Selected passage
[START]

Scherzer, Janik and Green, Foreign Military Sales: A Guide to the United States Bureaucracy, 13 Geo.Wash.J. of Int'l L. Econ. 545, 555 (1979).

Neither the district court nor the parties have offered any explicit guidance regarding the extent to which the disclosure claims, if any, pertain to FMS rather than commercial sales. We leave that question for resolution on remand. To the extent that any disclosure claims involve FMS sales, § 2356 is the exclusive remedy. Northrop does not challenge that position. To the extent, however, that any disclosure claims involve commercial sales, § 2356 is inapplicable.

Section 2356 was originally promulgated as § 517 of the Mutual Security Act of 1951, Pub.L. No. 165, 65 Stat. 373, 382. That section referred to the "disclosure of information by reason of acts of the United States or its officers or employees." Reprinted in [1951] U.S. Code Cong. Ad.Serv. 517, 526. The available legislative history refers only to disclosure by the Government. See S.Rep. No. 703, 82d Cong., 1st Sess. (1951), reprinted in id. 2250 at 2298. The provision was carried over as § 506 of the Mutual Security Act of 1954, Pub.L. No. 665, 68 Stat. 832, 852. That section also referred only to Government disclosure. Cf. Kaplan v. United States, 153 F. Supp. 787, 790, 139 Ct.Cl. 682 (1957) (dismissing a claim under the section because the product manufactured for the Government was not used "in connection with the furnishing of any assistance in furtherance of the purpose of this Act"; noting that the Government assumes liability under the section for certain disclosures by "United States Government officials").
The section was reenacted in its present form as Section 606 of the Foreign Assistance Act of 1961, Pub.L. No. 87-195, 75 Stat. 424, 440. The Foreign Assistance Act authorized the President to "furnish military assistance . . . to any friendly country . . . by — (a) acquiring from any source and providing . . . any defense article or defense service. . . ." Id., § 503; reprinted in [1961] U.S. Code Cong. Ad. News 470, 482-83. Specifically, it permitted the President to "furnish defense articles from the stocks of the Department of Defense" or enter into procurement contracts. Id., § 507 at 484. It did not mention export licenses for commercial sales. Therefore, "the furnishing of assistance under this Act" in section 606 (now § 2356) does not expressly include commercial sales such as McDonnell's.

[END]

What is expected
From the passage on § 2356, write out the stretch from "Scherzer, Janik and" through "2356 is inapplicable.", substituting "foreign military sales" for each "FMS".

Saved data entries:
[START]

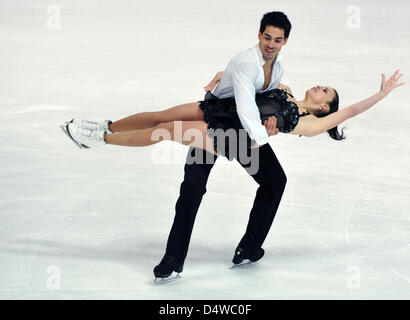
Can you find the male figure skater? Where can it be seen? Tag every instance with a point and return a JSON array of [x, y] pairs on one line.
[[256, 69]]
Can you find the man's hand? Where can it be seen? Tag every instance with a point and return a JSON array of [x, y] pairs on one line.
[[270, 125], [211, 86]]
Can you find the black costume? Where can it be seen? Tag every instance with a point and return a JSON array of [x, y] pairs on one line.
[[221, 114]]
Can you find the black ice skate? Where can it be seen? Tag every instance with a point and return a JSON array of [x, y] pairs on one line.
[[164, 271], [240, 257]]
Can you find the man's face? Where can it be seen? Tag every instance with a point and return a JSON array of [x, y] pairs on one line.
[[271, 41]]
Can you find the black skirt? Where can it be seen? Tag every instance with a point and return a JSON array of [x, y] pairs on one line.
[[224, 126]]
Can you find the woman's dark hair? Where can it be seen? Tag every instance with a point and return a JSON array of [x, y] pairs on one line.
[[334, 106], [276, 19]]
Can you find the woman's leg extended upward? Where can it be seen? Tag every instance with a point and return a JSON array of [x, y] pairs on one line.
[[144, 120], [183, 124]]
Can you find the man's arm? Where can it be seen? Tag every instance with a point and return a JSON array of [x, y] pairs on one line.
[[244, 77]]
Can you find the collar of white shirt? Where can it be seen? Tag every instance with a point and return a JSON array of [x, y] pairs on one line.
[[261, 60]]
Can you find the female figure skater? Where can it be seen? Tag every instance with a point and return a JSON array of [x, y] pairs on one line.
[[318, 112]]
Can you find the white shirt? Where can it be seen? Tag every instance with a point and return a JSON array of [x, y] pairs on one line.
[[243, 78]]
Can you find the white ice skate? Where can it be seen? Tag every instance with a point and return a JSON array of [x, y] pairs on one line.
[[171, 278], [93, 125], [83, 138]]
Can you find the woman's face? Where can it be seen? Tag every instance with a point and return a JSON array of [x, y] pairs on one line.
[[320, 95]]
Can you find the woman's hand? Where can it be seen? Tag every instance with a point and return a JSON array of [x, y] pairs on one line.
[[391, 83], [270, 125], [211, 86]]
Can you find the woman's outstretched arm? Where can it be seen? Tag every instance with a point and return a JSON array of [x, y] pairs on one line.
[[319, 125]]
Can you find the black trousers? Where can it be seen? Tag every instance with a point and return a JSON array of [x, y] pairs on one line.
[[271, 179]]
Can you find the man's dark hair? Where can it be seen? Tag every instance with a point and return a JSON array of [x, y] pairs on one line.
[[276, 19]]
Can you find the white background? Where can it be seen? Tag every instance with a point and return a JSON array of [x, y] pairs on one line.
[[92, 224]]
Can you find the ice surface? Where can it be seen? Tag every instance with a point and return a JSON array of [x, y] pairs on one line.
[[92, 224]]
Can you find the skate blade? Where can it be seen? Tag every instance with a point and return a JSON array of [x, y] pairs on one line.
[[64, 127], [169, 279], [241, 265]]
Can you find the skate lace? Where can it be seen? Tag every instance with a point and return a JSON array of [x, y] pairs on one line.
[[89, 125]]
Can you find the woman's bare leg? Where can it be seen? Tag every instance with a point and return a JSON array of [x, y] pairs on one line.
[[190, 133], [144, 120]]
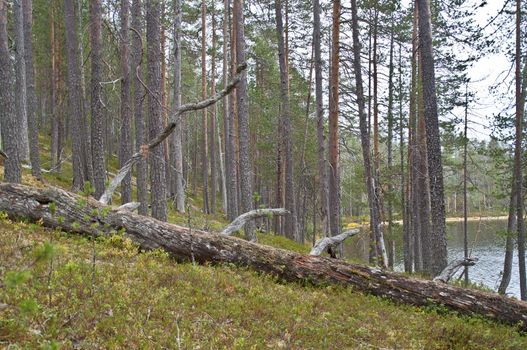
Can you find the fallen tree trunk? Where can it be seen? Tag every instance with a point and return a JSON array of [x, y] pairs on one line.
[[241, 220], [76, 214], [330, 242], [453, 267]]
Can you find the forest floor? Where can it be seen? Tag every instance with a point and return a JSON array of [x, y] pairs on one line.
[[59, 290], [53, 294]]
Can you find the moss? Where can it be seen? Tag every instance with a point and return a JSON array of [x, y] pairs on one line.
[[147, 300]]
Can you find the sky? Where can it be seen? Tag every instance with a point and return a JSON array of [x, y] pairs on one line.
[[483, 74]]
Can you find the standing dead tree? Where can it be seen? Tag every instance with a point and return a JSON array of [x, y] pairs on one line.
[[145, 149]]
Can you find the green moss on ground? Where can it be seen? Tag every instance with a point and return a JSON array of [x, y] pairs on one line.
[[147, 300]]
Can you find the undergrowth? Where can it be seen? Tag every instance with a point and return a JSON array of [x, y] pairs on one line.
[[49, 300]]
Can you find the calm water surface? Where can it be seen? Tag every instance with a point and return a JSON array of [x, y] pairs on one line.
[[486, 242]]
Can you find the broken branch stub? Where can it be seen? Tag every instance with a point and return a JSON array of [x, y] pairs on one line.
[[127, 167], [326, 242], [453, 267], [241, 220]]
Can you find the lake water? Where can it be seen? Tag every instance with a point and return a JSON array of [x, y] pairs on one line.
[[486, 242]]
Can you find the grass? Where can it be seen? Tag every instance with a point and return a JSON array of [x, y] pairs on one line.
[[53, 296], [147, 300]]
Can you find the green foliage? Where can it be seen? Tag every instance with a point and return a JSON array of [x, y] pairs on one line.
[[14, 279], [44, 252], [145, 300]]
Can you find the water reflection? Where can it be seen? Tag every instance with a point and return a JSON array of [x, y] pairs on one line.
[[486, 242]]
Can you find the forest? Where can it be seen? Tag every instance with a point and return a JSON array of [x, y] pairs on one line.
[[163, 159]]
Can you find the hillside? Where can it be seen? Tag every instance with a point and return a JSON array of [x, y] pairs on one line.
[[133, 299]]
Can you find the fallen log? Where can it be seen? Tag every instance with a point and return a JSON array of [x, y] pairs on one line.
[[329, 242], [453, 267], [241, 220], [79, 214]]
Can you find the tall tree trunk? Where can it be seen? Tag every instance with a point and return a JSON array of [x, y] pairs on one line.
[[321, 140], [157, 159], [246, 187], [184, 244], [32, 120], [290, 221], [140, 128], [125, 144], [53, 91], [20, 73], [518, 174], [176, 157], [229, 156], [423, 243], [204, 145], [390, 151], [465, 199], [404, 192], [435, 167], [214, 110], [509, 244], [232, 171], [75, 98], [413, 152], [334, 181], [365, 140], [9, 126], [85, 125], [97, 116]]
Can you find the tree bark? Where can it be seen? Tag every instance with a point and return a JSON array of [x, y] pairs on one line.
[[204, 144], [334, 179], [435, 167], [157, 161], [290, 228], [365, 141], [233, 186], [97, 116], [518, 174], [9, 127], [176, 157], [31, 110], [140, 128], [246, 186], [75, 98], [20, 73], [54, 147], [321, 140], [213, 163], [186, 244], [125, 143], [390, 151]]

[END]

Solution to this problem
Scherzer, Janik and Green, Foreign Military Sales: A Guide to the United States Bureaucracy, 13 Geo.Wash.J. of Int'l L. Econ. 545, 555 (1979).

Neither the district court nor the parties have offered any explicit guidance regarding the extent to which the disclosure claims, if any, pertain to foreign military sales rather than commercial sales. We leave that question for resolution on remand. To the extent that any disclosure claims involve foreign military sales sales, § 2356 is the exclusive remedy. Northrop does not challenge that position. To the extent, however, that any disclosure claims involve commercial sales, § 2356 is inapplicable.